** Opening Information provided block **

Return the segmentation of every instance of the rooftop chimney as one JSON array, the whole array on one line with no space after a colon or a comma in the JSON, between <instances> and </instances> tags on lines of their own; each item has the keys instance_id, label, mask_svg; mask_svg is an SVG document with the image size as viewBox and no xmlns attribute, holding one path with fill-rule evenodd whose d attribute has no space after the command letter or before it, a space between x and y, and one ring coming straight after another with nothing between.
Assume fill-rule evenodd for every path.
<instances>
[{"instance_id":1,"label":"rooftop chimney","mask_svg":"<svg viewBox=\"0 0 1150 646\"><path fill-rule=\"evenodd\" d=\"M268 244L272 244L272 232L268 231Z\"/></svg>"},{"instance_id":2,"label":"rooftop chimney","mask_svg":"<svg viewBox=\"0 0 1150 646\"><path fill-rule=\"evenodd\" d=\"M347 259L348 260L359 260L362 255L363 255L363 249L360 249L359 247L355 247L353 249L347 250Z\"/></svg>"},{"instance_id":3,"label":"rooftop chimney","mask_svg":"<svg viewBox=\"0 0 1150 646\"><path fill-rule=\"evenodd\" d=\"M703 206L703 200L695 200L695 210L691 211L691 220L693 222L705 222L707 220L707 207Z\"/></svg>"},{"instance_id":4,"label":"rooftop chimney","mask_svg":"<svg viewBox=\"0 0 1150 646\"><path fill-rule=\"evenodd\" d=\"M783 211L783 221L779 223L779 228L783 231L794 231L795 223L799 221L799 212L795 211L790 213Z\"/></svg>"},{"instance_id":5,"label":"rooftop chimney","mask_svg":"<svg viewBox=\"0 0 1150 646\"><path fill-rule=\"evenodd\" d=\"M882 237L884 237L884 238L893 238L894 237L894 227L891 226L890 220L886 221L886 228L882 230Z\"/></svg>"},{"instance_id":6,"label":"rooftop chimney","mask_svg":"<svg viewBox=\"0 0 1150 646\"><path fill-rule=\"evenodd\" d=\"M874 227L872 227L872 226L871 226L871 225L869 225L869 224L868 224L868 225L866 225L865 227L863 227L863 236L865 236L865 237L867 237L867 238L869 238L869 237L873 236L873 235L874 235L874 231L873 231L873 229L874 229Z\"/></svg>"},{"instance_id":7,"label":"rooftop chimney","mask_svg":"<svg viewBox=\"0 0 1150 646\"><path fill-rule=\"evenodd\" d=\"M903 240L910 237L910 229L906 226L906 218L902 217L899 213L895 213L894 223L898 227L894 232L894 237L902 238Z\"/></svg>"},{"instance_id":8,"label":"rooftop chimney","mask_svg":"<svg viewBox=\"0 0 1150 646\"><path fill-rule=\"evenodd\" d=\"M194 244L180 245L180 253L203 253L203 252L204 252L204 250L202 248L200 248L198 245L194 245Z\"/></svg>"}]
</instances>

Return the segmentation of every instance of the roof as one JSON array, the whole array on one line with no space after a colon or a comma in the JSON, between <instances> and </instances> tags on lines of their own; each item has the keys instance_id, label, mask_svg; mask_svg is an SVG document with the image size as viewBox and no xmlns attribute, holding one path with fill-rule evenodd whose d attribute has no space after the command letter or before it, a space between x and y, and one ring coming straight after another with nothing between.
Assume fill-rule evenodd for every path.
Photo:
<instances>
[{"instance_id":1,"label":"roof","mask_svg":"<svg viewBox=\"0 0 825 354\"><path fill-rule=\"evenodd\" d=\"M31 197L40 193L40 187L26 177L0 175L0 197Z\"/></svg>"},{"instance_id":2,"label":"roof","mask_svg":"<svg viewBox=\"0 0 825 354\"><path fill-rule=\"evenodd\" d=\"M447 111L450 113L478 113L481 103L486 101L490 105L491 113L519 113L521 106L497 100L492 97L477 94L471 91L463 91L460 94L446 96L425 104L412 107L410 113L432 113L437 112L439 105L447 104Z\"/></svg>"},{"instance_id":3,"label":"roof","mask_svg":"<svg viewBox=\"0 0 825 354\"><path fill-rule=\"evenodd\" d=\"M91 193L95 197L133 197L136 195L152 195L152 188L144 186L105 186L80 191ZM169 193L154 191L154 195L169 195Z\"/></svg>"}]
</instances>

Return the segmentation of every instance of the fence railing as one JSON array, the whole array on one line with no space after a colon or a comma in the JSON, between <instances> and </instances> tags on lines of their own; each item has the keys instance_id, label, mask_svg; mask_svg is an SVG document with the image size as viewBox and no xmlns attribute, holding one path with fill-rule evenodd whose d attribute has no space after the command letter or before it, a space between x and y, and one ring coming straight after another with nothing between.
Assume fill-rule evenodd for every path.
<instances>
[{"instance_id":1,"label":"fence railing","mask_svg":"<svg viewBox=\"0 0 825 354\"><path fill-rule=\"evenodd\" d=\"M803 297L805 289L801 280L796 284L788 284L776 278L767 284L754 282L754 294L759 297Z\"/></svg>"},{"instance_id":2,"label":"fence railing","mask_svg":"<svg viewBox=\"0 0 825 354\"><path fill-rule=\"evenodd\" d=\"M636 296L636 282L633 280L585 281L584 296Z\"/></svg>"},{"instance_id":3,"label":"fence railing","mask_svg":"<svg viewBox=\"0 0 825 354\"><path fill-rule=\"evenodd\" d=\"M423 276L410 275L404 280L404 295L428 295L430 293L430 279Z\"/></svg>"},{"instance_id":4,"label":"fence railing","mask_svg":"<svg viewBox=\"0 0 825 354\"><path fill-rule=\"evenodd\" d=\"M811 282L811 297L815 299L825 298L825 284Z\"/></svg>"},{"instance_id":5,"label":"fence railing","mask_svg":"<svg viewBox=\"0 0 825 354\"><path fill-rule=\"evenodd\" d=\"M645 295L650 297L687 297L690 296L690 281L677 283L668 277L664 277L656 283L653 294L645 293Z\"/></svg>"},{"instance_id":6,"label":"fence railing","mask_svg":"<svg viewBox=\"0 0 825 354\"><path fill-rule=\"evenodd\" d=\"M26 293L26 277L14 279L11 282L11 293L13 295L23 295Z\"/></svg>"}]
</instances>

** Closing Information provided block **

The task:
Restate every entry word for word.

Solution:
Return the segmentation of every instance of the rooftop chimney as one JSON array, the whole array on one line with no space after a colon or a comma in the JSON, between <instances> and </instances> tags on lines of their own; each item has the keys instance_id, label, mask_svg; mask_svg is an SVG document with the image size as viewBox and no xmlns attribute, holding one path with fill-rule evenodd whose d attribute has no space after the command letter or before it, a space between x and y, and one ring coming straight after another with nothing between.
Assume fill-rule evenodd for every path.
<instances>
[{"instance_id":1,"label":"rooftop chimney","mask_svg":"<svg viewBox=\"0 0 1150 646\"><path fill-rule=\"evenodd\" d=\"M268 244L272 244L272 232L268 231Z\"/></svg>"},{"instance_id":2,"label":"rooftop chimney","mask_svg":"<svg viewBox=\"0 0 1150 646\"><path fill-rule=\"evenodd\" d=\"M347 259L348 260L359 260L362 255L363 255L363 249L360 249L359 247L355 247L353 249L347 250Z\"/></svg>"},{"instance_id":3,"label":"rooftop chimney","mask_svg":"<svg viewBox=\"0 0 1150 646\"><path fill-rule=\"evenodd\" d=\"M703 206L703 200L695 200L695 210L691 211L691 220L693 222L705 222L707 220L707 207Z\"/></svg>"},{"instance_id":4,"label":"rooftop chimney","mask_svg":"<svg viewBox=\"0 0 1150 646\"><path fill-rule=\"evenodd\" d=\"M783 211L783 221L779 223L779 228L783 231L794 231L795 223L799 221L799 212L795 211L790 213Z\"/></svg>"},{"instance_id":5,"label":"rooftop chimney","mask_svg":"<svg viewBox=\"0 0 1150 646\"><path fill-rule=\"evenodd\" d=\"M882 237L884 237L884 238L893 238L894 237L894 227L891 226L890 220L886 221L886 228L882 230Z\"/></svg>"},{"instance_id":6,"label":"rooftop chimney","mask_svg":"<svg viewBox=\"0 0 1150 646\"><path fill-rule=\"evenodd\" d=\"M874 227L872 227L872 226L871 226L871 225L869 225L869 224L868 224L868 225L866 225L865 227L863 227L863 236L865 236L865 237L867 237L867 238L869 238L869 237L873 236L873 235L874 235L874 231L873 231L873 229L874 229Z\"/></svg>"},{"instance_id":7,"label":"rooftop chimney","mask_svg":"<svg viewBox=\"0 0 1150 646\"><path fill-rule=\"evenodd\" d=\"M903 240L910 237L910 229L906 226L906 218L902 217L899 213L895 213L894 223L898 227L894 232L894 237L902 238Z\"/></svg>"},{"instance_id":8,"label":"rooftop chimney","mask_svg":"<svg viewBox=\"0 0 1150 646\"><path fill-rule=\"evenodd\" d=\"M194 244L180 245L180 253L203 253L203 252L204 252L204 250L202 248L200 248L198 245L194 245Z\"/></svg>"}]
</instances>

Return the segmentation of every instance of the roof as one JSON array, the whole array on one line with no space after a colon or a comma in the JSON, between <instances> and </instances> tags on lines of their own; each item has the keys instance_id, label, mask_svg; mask_svg is an SVG document with the image size as viewBox and no xmlns attribute, holding one path with fill-rule evenodd whose d attribute has no space after the command letter or before it, a space between x and y, and one ring coming straight after another with nothing between.
Assume fill-rule evenodd for every path.
Photo:
<instances>
[{"instance_id":1,"label":"roof","mask_svg":"<svg viewBox=\"0 0 825 354\"><path fill-rule=\"evenodd\" d=\"M31 197L40 193L40 187L26 177L0 175L0 197Z\"/></svg>"},{"instance_id":2,"label":"roof","mask_svg":"<svg viewBox=\"0 0 825 354\"><path fill-rule=\"evenodd\" d=\"M447 111L450 113L478 113L481 103L486 101L490 105L491 113L519 113L521 106L497 100L492 97L477 94L471 91L463 91L460 94L446 96L425 104L412 107L410 113L432 113L437 112L439 105L447 104Z\"/></svg>"},{"instance_id":3,"label":"roof","mask_svg":"<svg viewBox=\"0 0 825 354\"><path fill-rule=\"evenodd\" d=\"M91 193L95 197L133 197L136 195L152 195L152 188L144 186L105 186L80 191ZM169 193L154 191L154 195L169 195Z\"/></svg>"}]
</instances>

Return the segmentation of every instance of the fence railing as one JSON array, the whole array on one line with no space after a colon or a comma in the JSON, between <instances> and </instances> tags on lines of their own; each item has the keys instance_id, label, mask_svg; mask_svg is an SVG document with the image size as viewBox and no xmlns attribute, holding one path with fill-rule evenodd whose d attribute has no space after the command letter or before it, a space between x and y, and one ring coming straight after another with nothing between.
Assume fill-rule evenodd for every path.
<instances>
[{"instance_id":1,"label":"fence railing","mask_svg":"<svg viewBox=\"0 0 825 354\"><path fill-rule=\"evenodd\" d=\"M803 297L805 289L801 280L796 284L788 284L776 278L767 284L754 282L754 294L759 297Z\"/></svg>"},{"instance_id":2,"label":"fence railing","mask_svg":"<svg viewBox=\"0 0 825 354\"><path fill-rule=\"evenodd\" d=\"M636 296L636 282L633 280L585 281L584 296Z\"/></svg>"},{"instance_id":3,"label":"fence railing","mask_svg":"<svg viewBox=\"0 0 825 354\"><path fill-rule=\"evenodd\" d=\"M423 276L410 275L404 280L404 295L428 295L430 293L430 279Z\"/></svg>"},{"instance_id":4,"label":"fence railing","mask_svg":"<svg viewBox=\"0 0 825 354\"><path fill-rule=\"evenodd\" d=\"M811 282L811 297L815 299L825 298L825 284Z\"/></svg>"},{"instance_id":5,"label":"fence railing","mask_svg":"<svg viewBox=\"0 0 825 354\"><path fill-rule=\"evenodd\" d=\"M645 295L650 297L687 297L690 296L690 281L677 283L668 277L664 277L656 283L653 294L645 293Z\"/></svg>"},{"instance_id":6,"label":"fence railing","mask_svg":"<svg viewBox=\"0 0 825 354\"><path fill-rule=\"evenodd\" d=\"M26 293L26 277L14 279L11 282L11 293L13 295L23 295Z\"/></svg>"}]
</instances>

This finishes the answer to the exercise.